→ **Task description**
Word for word, set down the records and skip each picture.

(Object position labeling entries)

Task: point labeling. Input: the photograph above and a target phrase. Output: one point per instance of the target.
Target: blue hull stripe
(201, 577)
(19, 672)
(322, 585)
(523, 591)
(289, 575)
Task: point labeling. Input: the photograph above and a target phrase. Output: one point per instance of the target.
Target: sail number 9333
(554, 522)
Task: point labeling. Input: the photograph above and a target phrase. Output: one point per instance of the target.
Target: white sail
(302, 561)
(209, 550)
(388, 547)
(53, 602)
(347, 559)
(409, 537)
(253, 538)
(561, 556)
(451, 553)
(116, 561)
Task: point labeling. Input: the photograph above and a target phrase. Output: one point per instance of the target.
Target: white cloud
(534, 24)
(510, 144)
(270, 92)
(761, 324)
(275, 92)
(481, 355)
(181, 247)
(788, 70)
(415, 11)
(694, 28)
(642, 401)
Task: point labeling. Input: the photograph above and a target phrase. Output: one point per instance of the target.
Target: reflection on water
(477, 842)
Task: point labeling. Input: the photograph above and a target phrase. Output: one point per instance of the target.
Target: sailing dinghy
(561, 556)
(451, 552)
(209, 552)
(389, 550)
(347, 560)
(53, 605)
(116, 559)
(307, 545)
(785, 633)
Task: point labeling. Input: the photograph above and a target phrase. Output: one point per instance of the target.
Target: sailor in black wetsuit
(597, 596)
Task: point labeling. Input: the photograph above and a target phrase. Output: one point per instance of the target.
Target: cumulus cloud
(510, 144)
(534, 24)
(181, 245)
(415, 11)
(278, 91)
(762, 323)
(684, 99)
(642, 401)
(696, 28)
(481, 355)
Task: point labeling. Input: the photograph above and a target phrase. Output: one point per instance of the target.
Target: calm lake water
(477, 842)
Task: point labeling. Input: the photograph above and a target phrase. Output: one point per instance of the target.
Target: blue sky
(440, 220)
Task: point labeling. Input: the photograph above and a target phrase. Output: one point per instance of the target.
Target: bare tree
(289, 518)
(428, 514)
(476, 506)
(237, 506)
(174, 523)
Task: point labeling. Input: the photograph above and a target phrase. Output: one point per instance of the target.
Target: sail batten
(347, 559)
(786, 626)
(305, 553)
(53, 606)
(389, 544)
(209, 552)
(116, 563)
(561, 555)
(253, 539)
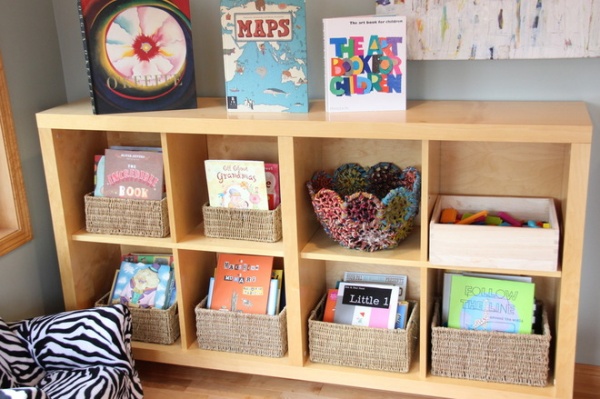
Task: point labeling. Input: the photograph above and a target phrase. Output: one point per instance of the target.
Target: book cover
(265, 55)
(272, 177)
(139, 54)
(141, 284)
(242, 283)
(133, 174)
(400, 280)
(486, 304)
(330, 302)
(371, 305)
(237, 184)
(365, 63)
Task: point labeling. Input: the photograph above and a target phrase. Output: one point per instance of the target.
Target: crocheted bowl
(367, 210)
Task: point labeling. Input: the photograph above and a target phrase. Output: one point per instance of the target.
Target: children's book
(237, 184)
(363, 304)
(139, 55)
(133, 174)
(365, 63)
(242, 283)
(264, 53)
(488, 304)
(381, 278)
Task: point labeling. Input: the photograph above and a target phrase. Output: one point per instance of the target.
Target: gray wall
(34, 70)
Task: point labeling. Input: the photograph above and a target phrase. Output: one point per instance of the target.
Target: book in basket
(367, 304)
(264, 54)
(365, 63)
(488, 304)
(139, 55)
(242, 283)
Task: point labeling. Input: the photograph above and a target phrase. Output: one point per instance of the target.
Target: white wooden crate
(500, 247)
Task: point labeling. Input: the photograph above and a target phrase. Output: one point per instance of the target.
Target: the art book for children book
(242, 283)
(264, 52)
(487, 304)
(133, 174)
(365, 63)
(236, 184)
(363, 304)
(139, 54)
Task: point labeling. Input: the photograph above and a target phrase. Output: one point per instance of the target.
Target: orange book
(330, 305)
(242, 283)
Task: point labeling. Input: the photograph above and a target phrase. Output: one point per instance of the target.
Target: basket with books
(367, 210)
(151, 325)
(490, 356)
(123, 216)
(253, 334)
(362, 347)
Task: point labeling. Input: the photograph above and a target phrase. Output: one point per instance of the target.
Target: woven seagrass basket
(120, 216)
(490, 356)
(367, 209)
(362, 347)
(252, 334)
(152, 325)
(242, 224)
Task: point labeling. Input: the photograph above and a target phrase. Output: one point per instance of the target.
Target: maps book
(365, 63)
(242, 283)
(133, 174)
(236, 184)
(488, 304)
(363, 304)
(139, 55)
(265, 56)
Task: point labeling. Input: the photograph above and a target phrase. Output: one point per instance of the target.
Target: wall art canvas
(498, 29)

→ **Full answer**
Task: point labeling. Input: the photograph above and a target phrase. Output: one point per instance of the target.
Target: blue hull stripe
(201, 577)
(19, 672)
(322, 585)
(523, 591)
(289, 575)
Task: point labeling. Input: the photograph above and a target phrase. Output: one point per instance of the target.
Target: sail number 9333
(554, 522)
Task: point labeling. Input: the photograph above and a target phrase. Output: one point per instance of the target.
Target: white sail
(302, 561)
(209, 550)
(388, 547)
(53, 602)
(347, 559)
(409, 537)
(253, 538)
(561, 556)
(451, 553)
(116, 561)
Task: point labeling. Input: the photograph above and a target phrase. Output: one point per instance of the target.
Target: white cloud
(534, 24)
(510, 144)
(270, 92)
(761, 324)
(275, 92)
(481, 355)
(181, 247)
(788, 70)
(415, 11)
(694, 28)
(642, 401)
Task: point labeling. Input: the photograph above and a target phrase. Output: one point per instance of the target.
Target: reflection on water
(477, 842)
Task: point labeling. Input: the photograph above and a target phrase. Output: one point per instance of the target.
Target: sailing dinghy
(561, 556)
(451, 552)
(209, 552)
(389, 550)
(347, 560)
(53, 605)
(116, 559)
(307, 545)
(785, 633)
Task: point labeling. Input: the photograph above and a target phrase. Output: one point per instance of the target.
Target: sailor in black wetsuit
(597, 596)
Task: point labeling. Input: the photograph above and a target phrase. Output: one point per instance of the target.
Target: cumulus cloud
(510, 144)
(534, 24)
(181, 245)
(415, 11)
(278, 91)
(762, 323)
(684, 99)
(642, 401)
(696, 28)
(481, 355)
Task: point labeling. Input: the photograph above and a target phrase. Output: one point per instance of the target.
Target: calm lake water
(477, 842)
Task: point labeling. Input: the photograph above and a target phrase. Output: one point per instance of the target.
Target: blue sky
(440, 220)
Task: point labeling. Input: the photograph above and a target phrase. Output: one point per instance of the target.
Target: bare tree
(289, 518)
(428, 514)
(476, 506)
(237, 506)
(174, 523)
Task: point labeling. Input: the photograph above and a target phrase. Output: one point per instance of the target.
Target: sail batten
(347, 559)
(786, 626)
(305, 553)
(53, 606)
(389, 544)
(209, 552)
(116, 563)
(561, 555)
(253, 539)
Task: point labeling. Input: the photograph above and a target phrase. Output: one point per instance of the target.
Target: book cover
(265, 55)
(272, 177)
(139, 54)
(141, 284)
(242, 283)
(133, 174)
(400, 280)
(486, 304)
(330, 302)
(371, 305)
(237, 184)
(365, 63)
Task: point labeling. Input: the photograph above and a target phrase. Output: one point per instance of the target.
Target: crocheted bowl
(367, 210)
Task: point labeling. Input: the photograph above and a target phrase. Output: one point per instance of the target.
Target: children's book
(237, 184)
(363, 304)
(139, 55)
(133, 174)
(365, 63)
(242, 283)
(264, 53)
(488, 304)
(381, 278)
Task: point labeling. Input: the photograph above and a target phrase. Output: one point per instance of the target.
Target: gray wall
(34, 70)
Task: point labeling. Input: the photograph above and a target phrase. Output: one point per instance of the target.
Target: book in basket
(367, 304)
(264, 54)
(365, 63)
(488, 304)
(139, 55)
(242, 283)
Task: point labeling. Input: the photograph above and a target phrase. Output: one point per instance of the target.
Target: white wooden crate
(500, 247)
Task: point labeling. Input: the photograph above and a target phrase. Output: one point per instance of the target.
Target: the art book for children book
(242, 283)
(264, 52)
(487, 304)
(133, 174)
(365, 63)
(236, 184)
(363, 304)
(139, 54)
Task: point labeling. Input: the photograph above and a target phrase. Output: one point per instance of the target.
Target: orange book
(330, 305)
(242, 283)
Task: point labeling. Input: the photograph above and a target phrase. Output: one point per instance of the target.
Target: basket with books
(367, 210)
(151, 325)
(490, 356)
(123, 216)
(253, 334)
(362, 347)
Task: point labeling. Input: the photograph above and a target phrase. Output: one point per instance of the target.
Target: woven seagrass basket
(120, 216)
(490, 356)
(367, 209)
(362, 347)
(252, 334)
(152, 325)
(242, 224)
Task: point labeling. Input: the photograph above and a target phrase. Output: one point per instance of the target.
Target: maps book
(365, 63)
(242, 283)
(133, 174)
(236, 184)
(488, 304)
(363, 304)
(139, 55)
(265, 56)
Task: point labeling. Input: the photograph above and a target phrase. Output: one point per instance of the target.
Target: wall art canvas
(498, 29)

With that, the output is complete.